BEGIN Passage to read

You'll be implementing **beam search**, which returns a list of the $k$ most likely output sequences for each sentence. For this assignment, let $k = 8$. For the first token in the generated text, you will select the top $k$ output tokens. Then, for the next token, find the $k$-best continuations for each of those $k$ hypotheses and select the $k$-best overall. Return the $k$-best overall hypotheses according to average log likelihood per word. Note that if we don't average per word, the decoder will simply prefer shorter outputs. As above, return tuples of text output and avergae log likelihood.

In [None]:
## TODO: Implement beam search.
def beam_search(sentences, max_length, tokenizer, k=8):
  # Your code here
  # Beam search should be implemented 
  # without the use of model.generate().
  # Calculate average per-word log likelihood for each
  # output sequence.
  texts = []
  best_ll = []
  for sentence in sentences:
    predicted_sentence = copy.copy(sentence)
    # Predict a word each itertaion until the max length
    for i in range(max_length):
      indexed_tokens = tokenizer.encode(predicted_sentence)

END Passage to read
BEGIN Recorded information

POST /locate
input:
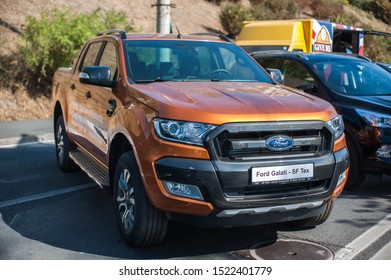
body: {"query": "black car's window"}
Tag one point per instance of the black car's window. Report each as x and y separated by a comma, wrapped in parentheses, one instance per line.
(91, 55)
(109, 58)
(354, 77)
(295, 74)
(174, 60)
(274, 63)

END Recorded information

▶ _Your tasks_
A: List the parameters that the beam search assignment's `beam_search` function takes, as they appear in its definition.
B: Continue the beam search assignment's code from its last line shown.

▶ _Task answers_
A: sentences, max_length, tokenizer, k

B:
      token_tensors = torch.tensor([indexed_tokens])

      with torch.no_grad():
        output = model(token_tensors, labels=token_tensors)
        predictions = output[1]

      predicted_index = torch.argmax(predictions[0, -1, :]).item()
      best_ind = np.argpartition(predictions[0, -1, :], -k)[-k:]

      predicted_sentence = tokenizer.decode(indexed_tokens + [predicted_index])
    texts.append(predicted_sentence)
  
  result = []
  for i in range(len(ll_list)):
      result.append((texts[i], ll_list[i]))
  return result

**TODO:** Record your observations here

For further exploration, you can experiment with $k$ to see how the fluency of text changes.